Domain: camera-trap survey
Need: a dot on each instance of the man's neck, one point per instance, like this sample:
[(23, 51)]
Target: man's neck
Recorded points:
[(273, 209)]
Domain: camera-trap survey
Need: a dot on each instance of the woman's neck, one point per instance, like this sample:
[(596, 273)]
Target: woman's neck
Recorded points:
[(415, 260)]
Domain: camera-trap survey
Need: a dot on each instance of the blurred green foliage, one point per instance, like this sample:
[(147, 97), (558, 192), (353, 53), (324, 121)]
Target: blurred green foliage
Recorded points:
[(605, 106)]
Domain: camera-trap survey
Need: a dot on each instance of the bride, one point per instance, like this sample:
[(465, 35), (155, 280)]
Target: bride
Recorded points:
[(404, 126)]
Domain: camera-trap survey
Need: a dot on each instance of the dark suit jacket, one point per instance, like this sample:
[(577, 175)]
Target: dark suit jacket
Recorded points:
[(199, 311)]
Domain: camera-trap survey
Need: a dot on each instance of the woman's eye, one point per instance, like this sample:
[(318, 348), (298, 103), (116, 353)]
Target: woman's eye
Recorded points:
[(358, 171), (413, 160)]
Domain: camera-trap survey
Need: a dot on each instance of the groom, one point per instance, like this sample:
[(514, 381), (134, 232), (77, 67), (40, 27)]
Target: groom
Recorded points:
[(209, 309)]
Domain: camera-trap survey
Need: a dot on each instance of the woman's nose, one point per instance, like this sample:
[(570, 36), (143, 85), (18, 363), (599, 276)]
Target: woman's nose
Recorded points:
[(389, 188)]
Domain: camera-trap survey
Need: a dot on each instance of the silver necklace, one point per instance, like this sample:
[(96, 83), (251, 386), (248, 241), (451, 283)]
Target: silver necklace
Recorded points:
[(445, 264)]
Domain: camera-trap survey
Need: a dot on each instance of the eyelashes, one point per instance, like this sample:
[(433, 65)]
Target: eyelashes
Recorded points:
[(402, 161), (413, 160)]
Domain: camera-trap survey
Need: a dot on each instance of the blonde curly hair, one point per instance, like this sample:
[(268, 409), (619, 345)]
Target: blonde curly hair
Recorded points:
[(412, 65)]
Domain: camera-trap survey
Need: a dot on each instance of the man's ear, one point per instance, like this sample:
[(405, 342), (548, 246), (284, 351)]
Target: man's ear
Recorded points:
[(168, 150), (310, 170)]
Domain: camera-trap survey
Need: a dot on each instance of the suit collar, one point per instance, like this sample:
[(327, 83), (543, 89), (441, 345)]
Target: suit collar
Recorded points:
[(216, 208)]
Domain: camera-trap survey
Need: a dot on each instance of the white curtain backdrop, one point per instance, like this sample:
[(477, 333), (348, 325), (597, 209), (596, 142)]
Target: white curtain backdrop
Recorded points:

● ● ● ● ●

_Objective_. Which lines of the material contain the word "dark"? Pull out each one.

_Complete response_.
Need: a dot on each instance of the dark suit jacket, one point per instance, like this sample:
Target: dark suit jacket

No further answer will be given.